::: EXCERPT :::

Extra

The following script runs in scilab: http://www.scilab.og/
Scilab is free and similar to Matlab.
This script addresses Nick Rowe's hypothetical problem here:

http://worthwhile.typepad.com/worthwhile_canadian_initi/2014/02/principal-agent-and-the-assignment-of-targets-to-instruments.html

Results plotted at the bottom (extra credit problems there too!). Does anybody have a real model of M(.) and F(.) we could try this on (as explained in Nick's post)? Let me know!

Jesse (in Nick's comments) does a great job of explaining in an intuitive way why both m and f need to be solved for and adjusted simultaneously. He makes use of a water control problem with two knobs to fiddle with and two desired outputs (temperature and flow rate). Here's a quote:

"This works well if you know the gains (or elastisities reasonably well) and the same system controls both outputs (c and h) and has responsibility for both measured variables (T and F in this case). You also have to control both synthetic variables simultaneously for it to work."
  
My comments there (beneath Jesse's) and here describe the same thing, except right from the start I assumed we didn't "know the gains" well, and would have to estimate them. What I describe here and show a working example of is a kind of blind estimator, where pretty much all I've assumed is that the system I'm trying to control can be approximated as linear near a nominal operating point, and is reasonably static enough that I can estimate it before it significantly changes. If you're more than happy with Jessie's explanation, I doubt this will do much for you: this is for the extreme nerd... so proceed with caution! Really the only reason I went to so much trouble here was it seemed I couldn't quite get it right in the comments on Nick's blog... and so I started to wonder, what is exactly the "right" approach here. I wanted to make sure what I was talking about could be done, and that I really understood how to do it. At this point, this probably has little to do with Nick's point, and doesn't add much beyond what Jesse already covered. Still though... it does provide a platform to test any of Nick's hypothesis should he do any more conjecturing on this particular set up (though I have a feeling he's finished with this topic).

:::

[GIVEN REQUEST A]
Please copy the records word for word, starting at the line that contains "Exercise. Point out the distant building" and ending after the line that contains "[(467, 325)]". Omit the pictures from your copy.

::: INPUT :::

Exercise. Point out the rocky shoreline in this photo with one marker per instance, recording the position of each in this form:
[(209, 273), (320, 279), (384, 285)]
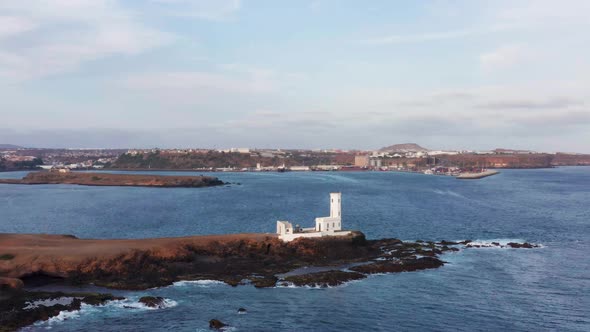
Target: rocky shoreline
[(261, 260), (113, 179)]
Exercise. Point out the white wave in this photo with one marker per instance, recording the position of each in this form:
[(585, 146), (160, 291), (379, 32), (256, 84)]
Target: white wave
[(503, 243), (49, 302), (288, 284), (135, 304), (200, 283), (447, 192), (63, 316)]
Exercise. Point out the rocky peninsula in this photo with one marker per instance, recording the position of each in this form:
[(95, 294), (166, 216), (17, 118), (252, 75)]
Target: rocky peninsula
[(112, 179), (261, 260)]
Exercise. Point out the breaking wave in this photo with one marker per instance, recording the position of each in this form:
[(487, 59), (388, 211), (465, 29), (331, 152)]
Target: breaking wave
[(500, 243), (199, 283)]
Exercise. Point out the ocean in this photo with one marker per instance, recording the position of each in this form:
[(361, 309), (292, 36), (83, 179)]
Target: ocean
[(544, 289)]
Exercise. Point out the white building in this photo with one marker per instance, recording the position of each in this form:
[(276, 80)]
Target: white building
[(324, 226)]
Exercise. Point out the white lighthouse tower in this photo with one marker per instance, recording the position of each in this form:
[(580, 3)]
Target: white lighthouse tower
[(334, 221), (335, 205), (324, 226)]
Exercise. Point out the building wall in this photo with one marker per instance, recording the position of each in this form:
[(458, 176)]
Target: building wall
[(362, 161), (291, 237)]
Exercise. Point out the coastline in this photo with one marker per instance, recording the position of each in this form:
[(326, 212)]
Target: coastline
[(110, 179), (257, 259)]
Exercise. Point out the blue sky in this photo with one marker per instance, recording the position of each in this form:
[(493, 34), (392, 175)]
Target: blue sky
[(309, 74)]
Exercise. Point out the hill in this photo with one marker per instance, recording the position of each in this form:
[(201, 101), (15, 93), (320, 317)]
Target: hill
[(406, 147), (9, 147)]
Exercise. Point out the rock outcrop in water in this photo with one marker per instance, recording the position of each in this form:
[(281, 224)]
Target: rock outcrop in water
[(25, 308), (111, 179), (259, 259)]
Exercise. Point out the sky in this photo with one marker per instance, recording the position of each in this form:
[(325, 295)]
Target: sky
[(296, 74)]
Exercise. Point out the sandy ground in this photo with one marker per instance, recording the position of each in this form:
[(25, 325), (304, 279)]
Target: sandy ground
[(33, 252)]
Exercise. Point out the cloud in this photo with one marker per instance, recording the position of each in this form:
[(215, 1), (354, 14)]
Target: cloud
[(63, 35), (552, 103), (504, 57), (14, 25)]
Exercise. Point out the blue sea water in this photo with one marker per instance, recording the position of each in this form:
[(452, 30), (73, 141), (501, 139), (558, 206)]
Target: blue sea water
[(546, 289)]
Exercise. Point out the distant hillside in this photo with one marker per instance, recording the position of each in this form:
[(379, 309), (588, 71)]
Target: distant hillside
[(9, 146), (406, 147)]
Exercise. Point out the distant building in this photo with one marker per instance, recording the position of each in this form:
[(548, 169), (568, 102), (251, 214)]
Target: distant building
[(299, 168), (324, 226), (361, 161)]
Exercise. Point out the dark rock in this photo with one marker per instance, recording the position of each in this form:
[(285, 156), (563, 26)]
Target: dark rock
[(216, 324), (264, 282), (152, 301), (324, 279), (13, 316), (405, 265)]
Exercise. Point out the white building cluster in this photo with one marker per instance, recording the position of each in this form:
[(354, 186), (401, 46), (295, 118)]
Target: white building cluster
[(324, 226)]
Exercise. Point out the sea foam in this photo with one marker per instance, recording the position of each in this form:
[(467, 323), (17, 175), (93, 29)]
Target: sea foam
[(199, 283)]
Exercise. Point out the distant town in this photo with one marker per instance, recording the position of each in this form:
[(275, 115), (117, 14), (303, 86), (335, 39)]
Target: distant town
[(408, 157)]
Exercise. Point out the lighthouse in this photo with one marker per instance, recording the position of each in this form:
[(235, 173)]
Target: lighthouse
[(335, 205), (324, 226)]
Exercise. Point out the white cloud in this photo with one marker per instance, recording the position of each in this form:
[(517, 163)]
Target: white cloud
[(504, 57), (70, 33), (10, 26)]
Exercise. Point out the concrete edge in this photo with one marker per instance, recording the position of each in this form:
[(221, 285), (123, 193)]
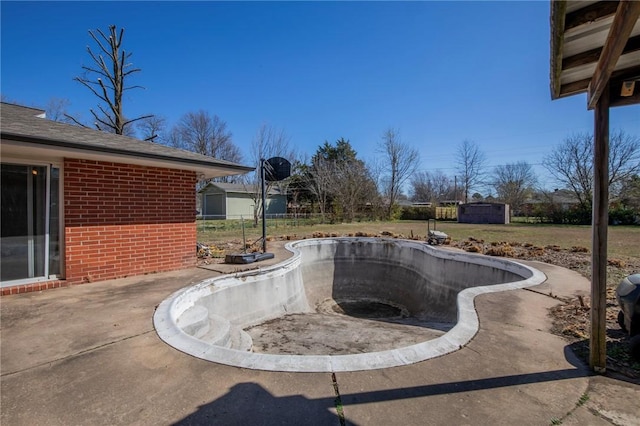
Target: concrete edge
[(467, 325)]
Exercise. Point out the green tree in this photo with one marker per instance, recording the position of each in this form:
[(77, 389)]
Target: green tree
[(112, 67)]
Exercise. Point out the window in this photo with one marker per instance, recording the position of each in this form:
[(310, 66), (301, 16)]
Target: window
[(30, 231)]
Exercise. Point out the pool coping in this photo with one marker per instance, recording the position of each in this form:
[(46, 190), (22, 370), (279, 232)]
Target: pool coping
[(466, 327)]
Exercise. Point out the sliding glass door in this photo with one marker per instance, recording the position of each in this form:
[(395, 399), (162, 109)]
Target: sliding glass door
[(29, 223)]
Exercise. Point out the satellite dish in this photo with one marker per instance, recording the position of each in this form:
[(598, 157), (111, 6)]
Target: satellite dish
[(277, 168)]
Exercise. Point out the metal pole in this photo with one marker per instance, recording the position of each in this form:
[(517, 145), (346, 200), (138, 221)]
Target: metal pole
[(264, 208), (598, 338), (244, 238)]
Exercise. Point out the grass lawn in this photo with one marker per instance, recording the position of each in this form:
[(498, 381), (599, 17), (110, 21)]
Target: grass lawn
[(623, 241)]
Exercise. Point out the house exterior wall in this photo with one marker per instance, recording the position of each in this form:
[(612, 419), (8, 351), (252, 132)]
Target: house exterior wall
[(214, 206), (239, 205), (122, 220)]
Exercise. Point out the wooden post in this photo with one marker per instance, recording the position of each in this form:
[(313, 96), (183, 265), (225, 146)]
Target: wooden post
[(598, 342)]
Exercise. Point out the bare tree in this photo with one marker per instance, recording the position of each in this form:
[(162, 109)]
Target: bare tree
[(113, 69), (57, 110), (317, 179), (514, 183), (431, 186), (470, 162), (269, 142), (401, 162), (153, 129), (205, 134), (351, 186), (571, 163)]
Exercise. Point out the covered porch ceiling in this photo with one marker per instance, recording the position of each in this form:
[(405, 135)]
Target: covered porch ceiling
[(592, 43)]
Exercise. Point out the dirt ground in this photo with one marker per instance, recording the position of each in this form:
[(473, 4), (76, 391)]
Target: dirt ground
[(570, 317)]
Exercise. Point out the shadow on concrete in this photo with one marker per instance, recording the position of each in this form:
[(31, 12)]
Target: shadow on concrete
[(250, 403)]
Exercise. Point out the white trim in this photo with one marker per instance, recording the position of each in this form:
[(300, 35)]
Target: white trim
[(49, 165)]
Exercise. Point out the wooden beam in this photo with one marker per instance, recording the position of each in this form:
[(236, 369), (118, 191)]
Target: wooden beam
[(617, 101), (626, 18), (590, 13), (599, 229), (581, 86), (592, 56)]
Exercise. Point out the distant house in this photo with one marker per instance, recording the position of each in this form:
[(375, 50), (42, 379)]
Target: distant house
[(233, 201), (80, 205), (480, 213)]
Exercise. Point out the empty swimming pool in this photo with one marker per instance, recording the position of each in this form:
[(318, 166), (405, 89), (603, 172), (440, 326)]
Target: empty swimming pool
[(385, 303)]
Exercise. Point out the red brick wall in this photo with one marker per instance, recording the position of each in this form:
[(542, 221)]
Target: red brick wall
[(123, 220)]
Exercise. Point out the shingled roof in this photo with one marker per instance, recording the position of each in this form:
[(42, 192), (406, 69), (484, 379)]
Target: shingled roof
[(22, 127)]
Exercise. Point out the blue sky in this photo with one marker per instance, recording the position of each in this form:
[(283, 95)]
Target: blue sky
[(439, 72)]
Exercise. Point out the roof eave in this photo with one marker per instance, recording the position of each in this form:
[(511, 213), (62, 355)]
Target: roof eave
[(187, 163), (558, 15)]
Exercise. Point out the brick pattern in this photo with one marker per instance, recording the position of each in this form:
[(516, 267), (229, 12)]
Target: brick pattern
[(123, 220), (27, 288)]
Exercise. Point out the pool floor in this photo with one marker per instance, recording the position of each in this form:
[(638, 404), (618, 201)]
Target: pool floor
[(325, 333)]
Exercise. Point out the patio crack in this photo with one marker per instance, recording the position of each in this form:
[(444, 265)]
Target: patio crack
[(338, 400), (82, 352)]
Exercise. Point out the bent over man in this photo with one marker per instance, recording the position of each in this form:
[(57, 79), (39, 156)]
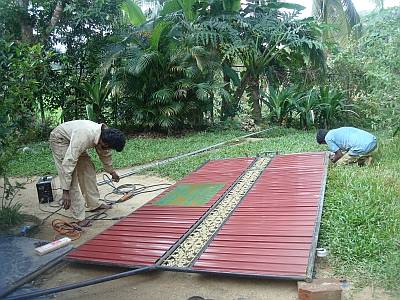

:::

[GIVEN REQUEST B]
Answer these questions about the scilab post:
(i) In what free program does the script run?
(ii) What two desired outputs does Jesse's water control problem have?
(iii) Near a nominal operating point, what does the author assume the controlled system can be approximated as?

[RIGHT ANSWER A]
Exercise. Point out the distant building in this photo with one marker per instance, recording the position of each in this form:
[(548, 169), (568, 102), (251, 214)]
Target: distant building
[(299, 168), (324, 226), (361, 161)]
Exercise. Point out the dark rock in this photo with one marker per instance, recording the position of each in this form:
[(285, 156), (563, 26)]
Target: dark rock
[(216, 324), (264, 282), (152, 301), (324, 279), (13, 316), (405, 265)]
Exercise. Point out the white building cluster in this photo with one marker per instance, recording the position of each in this form:
[(354, 186), (401, 46), (295, 118)]
Target: white building cluster
[(324, 226)]
Exercise. Point out the sea foam in this photo with one marker per instance, recording the position of each in this form:
[(467, 323), (17, 175), (93, 29)]
Target: sea foam
[(199, 283)]
Exercise. Point out the distant town in this photo with one marker per instance, recording the position of each in this form:
[(275, 115), (117, 14), (303, 86), (335, 39)]
Target: distant town
[(408, 157)]
Exercise. Point out the lighthouse in this photo with one marker per instance, recording the position of each in this form:
[(235, 173)]
Target: lighthouse
[(335, 205), (324, 226)]
Exercise. Point out the white cloud in this photo with one marker per instance, recording the position of each in this form:
[(517, 163)]
Target: white cloud
[(504, 57), (70, 33), (10, 26)]
Exercise. Point out the concrete edge in this photo with one marker per instance, recording the position of each in this form:
[(221, 285), (123, 193)]
Target: concrete edge
[(467, 325)]

[RIGHT ANSWER B]
(i) Scilab
(ii) Temperature and flow rate
(iii) Linear